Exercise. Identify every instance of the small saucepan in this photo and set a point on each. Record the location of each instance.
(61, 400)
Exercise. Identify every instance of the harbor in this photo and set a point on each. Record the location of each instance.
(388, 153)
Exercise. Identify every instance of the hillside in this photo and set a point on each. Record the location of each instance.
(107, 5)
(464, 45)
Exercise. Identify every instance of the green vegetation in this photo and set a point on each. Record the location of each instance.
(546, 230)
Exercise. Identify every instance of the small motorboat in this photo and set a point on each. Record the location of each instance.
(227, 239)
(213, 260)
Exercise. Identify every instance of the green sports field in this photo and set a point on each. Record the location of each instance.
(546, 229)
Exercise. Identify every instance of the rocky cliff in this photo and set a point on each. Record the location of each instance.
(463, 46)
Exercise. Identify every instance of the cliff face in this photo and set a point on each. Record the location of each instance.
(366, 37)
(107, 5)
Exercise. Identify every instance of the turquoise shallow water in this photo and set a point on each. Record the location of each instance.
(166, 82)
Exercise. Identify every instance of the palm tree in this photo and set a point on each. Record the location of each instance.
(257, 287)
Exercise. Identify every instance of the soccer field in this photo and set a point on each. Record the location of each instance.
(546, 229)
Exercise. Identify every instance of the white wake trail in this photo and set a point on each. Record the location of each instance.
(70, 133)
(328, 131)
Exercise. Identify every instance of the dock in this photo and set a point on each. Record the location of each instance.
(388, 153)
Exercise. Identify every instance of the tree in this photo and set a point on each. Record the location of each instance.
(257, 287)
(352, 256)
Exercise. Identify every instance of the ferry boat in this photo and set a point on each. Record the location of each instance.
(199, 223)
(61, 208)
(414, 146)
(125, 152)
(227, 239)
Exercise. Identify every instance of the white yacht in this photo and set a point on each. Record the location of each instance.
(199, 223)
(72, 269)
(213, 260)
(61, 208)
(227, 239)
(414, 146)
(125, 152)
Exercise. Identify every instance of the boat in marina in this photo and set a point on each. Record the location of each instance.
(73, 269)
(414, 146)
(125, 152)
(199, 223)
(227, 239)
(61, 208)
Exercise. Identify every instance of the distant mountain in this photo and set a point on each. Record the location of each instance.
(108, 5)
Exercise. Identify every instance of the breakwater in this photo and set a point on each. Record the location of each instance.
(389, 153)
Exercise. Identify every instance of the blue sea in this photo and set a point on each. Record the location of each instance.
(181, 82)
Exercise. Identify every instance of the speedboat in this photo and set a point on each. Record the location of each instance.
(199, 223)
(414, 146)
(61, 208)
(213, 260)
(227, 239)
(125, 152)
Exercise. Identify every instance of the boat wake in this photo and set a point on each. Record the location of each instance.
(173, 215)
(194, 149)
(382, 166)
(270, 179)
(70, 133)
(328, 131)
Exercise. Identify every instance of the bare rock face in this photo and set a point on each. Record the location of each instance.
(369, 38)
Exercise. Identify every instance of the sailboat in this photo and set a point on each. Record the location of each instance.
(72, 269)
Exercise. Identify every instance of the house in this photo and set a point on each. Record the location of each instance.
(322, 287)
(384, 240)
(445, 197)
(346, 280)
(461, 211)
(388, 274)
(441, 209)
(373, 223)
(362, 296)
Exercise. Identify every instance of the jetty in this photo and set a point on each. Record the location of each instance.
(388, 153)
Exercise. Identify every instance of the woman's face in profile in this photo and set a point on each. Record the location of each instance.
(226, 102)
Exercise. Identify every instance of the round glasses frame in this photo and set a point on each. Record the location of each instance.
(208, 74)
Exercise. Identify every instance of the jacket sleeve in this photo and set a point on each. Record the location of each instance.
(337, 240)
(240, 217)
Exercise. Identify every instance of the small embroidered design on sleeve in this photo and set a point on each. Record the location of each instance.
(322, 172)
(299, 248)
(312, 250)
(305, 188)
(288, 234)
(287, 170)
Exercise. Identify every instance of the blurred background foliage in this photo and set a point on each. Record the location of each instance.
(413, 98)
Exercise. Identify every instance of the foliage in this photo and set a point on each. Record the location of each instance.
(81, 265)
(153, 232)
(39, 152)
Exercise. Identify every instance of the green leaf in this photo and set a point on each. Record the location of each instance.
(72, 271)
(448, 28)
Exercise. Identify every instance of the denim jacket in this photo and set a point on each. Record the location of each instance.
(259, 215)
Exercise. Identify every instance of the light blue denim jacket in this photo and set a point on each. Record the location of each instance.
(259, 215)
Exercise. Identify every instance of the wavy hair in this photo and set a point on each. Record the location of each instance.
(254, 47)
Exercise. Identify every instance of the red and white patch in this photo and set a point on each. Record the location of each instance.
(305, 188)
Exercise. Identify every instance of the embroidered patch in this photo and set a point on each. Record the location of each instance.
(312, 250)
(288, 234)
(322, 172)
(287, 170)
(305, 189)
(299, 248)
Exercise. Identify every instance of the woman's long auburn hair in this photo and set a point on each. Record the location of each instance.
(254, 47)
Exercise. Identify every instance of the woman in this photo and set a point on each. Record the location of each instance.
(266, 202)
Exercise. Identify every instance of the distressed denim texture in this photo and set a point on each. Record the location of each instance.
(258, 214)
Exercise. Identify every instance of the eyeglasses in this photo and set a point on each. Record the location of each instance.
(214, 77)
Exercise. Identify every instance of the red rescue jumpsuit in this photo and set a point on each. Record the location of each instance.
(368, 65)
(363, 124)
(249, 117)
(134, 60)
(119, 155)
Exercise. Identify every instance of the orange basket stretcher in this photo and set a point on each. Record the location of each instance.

######

**Exercise requirements**
Return the material verbatim, starting at the line that contains "Exercise. Identify every instance of the woman in" and ending with the last line of the material, with both ends included.

**Full answer**
Exercise. Identify every instance of the woman in this photo and set a point on each. Record the location of each instance.
(266, 202)
Exercise. Identify every instance of the distressed denim texture in this photo and set a point on each. Record the location of each instance.
(258, 214)
Exercise. Identify every instance of the eyeglasses in this photo and set a point on each. Record the location of each instance.
(214, 77)
Exercise. Identify every instance of the red rescue jumpsuit in this photo and set a point on each. Record the location of each instance.
(368, 65)
(363, 124)
(249, 117)
(134, 60)
(119, 155)
Exercise. Identify every instance of the orange basket stretcher in this photo and set a point on each. Record the location of each instance.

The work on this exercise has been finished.